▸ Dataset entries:

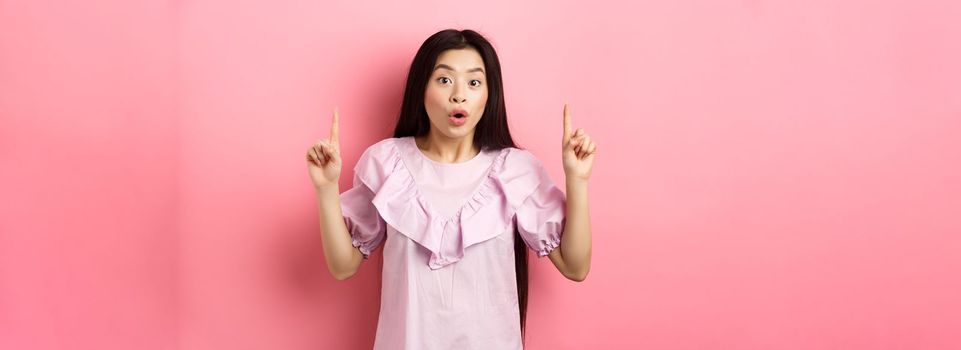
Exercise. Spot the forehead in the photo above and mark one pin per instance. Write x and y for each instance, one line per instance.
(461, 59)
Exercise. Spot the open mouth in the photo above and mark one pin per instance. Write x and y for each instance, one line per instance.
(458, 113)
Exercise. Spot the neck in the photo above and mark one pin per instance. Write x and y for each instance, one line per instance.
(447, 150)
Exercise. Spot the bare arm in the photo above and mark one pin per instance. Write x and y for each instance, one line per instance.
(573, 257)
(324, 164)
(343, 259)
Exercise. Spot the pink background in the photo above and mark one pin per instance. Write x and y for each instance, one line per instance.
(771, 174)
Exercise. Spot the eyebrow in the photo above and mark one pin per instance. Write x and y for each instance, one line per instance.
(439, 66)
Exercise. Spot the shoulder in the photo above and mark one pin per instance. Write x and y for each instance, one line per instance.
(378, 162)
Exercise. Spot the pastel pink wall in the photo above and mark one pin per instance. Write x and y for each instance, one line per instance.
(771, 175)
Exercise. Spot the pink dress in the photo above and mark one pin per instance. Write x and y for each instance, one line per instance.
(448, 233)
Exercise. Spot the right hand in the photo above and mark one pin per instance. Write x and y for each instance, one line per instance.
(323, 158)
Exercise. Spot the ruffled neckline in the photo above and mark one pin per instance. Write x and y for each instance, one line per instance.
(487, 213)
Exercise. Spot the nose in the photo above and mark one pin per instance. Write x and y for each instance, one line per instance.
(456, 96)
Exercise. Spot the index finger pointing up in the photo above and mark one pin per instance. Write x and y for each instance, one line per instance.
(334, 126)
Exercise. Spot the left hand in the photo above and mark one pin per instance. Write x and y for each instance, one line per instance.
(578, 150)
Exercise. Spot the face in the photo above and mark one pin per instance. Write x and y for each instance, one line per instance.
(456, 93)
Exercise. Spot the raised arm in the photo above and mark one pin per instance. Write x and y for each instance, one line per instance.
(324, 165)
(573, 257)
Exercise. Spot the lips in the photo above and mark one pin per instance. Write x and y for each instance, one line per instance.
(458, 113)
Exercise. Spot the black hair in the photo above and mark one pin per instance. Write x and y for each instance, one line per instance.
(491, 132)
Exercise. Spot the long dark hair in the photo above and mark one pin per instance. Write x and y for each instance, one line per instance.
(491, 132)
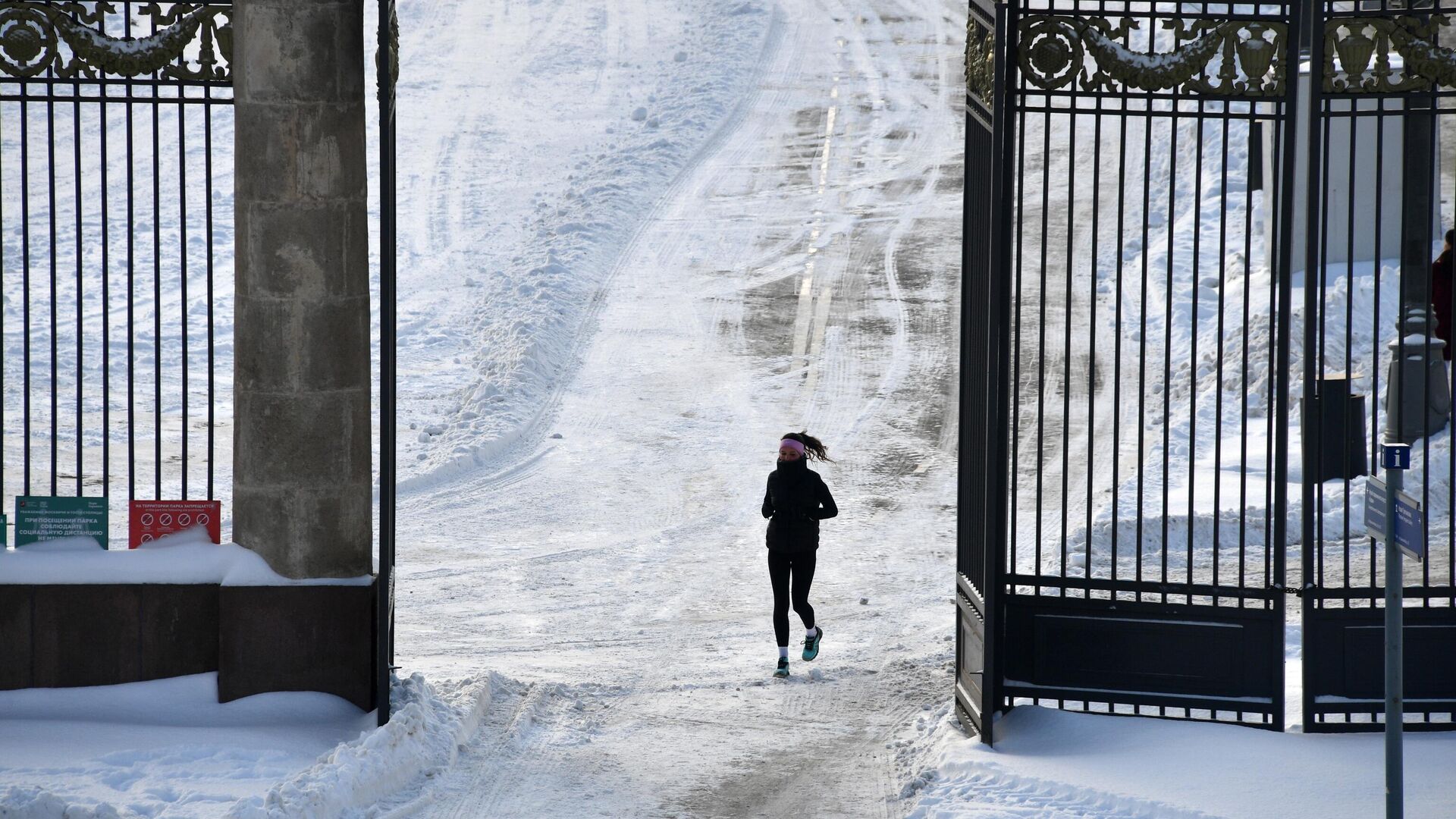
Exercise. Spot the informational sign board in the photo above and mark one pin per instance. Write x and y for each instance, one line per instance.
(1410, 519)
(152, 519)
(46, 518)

▸ BRIEF: Every line from the one containing "Exercise. Spot the left" through the last line of the data, both included, is to be repeated exactly; the pictures are to be left out.

▸ THE COMPLETED TASK:
Exercise. Spot the left hand in the photo above and mark one pin per instance. Write x and y for each instance, one line per instance.
(578, 150)
Exercise. Spot the face in the photo above and mark one pin per instance. Write x and y for each instance, one line per instance.
(456, 93)
Exercise. Spot the raised arm in the photo above and mark one pin per instance. Write x and y for each instance, one line per instance.
(324, 165)
(573, 257)
Exercise. Spot the lips in the photo above and mark one pin per instance. Write x and y for each instance, one line per instance.
(458, 113)
Exercise. Spot the black hair in the photo above and mark one pin per instance. Write x and y for each instance, one line per instance.
(491, 132)
Exercise. Spot the long dark hair in the photo above and mark one pin per instance. Write x and y for each instance, one line per instance.
(491, 132)
Exercise. Spot the informational sign board in the photo above and mark one pin per instance. Write x and y for each instance, one line per instance.
(1410, 519)
(152, 519)
(46, 518)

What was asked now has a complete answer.